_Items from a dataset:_
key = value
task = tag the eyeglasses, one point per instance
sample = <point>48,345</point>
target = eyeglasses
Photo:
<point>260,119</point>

...

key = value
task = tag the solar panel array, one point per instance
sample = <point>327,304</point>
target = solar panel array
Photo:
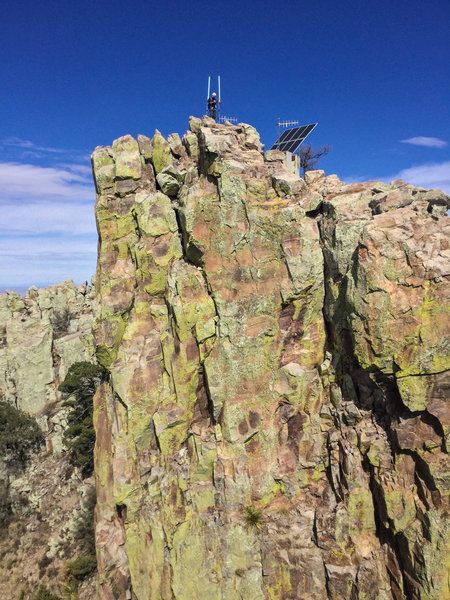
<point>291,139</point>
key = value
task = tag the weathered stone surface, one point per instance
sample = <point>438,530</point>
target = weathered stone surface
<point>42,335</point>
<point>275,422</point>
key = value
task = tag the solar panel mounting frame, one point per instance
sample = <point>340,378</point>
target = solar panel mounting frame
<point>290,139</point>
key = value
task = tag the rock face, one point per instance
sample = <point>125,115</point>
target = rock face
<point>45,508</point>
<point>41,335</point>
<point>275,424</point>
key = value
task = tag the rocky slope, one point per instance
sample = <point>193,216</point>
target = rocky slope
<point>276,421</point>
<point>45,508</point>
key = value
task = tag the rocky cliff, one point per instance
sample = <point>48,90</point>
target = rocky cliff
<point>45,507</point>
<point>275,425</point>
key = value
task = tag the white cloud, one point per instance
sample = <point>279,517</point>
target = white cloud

_Instructions for the task:_ Among the entries above, which lines include "white"? List them all.

_Result of this exercise:_
task = tag the white cloud, one point per instance
target = white cloud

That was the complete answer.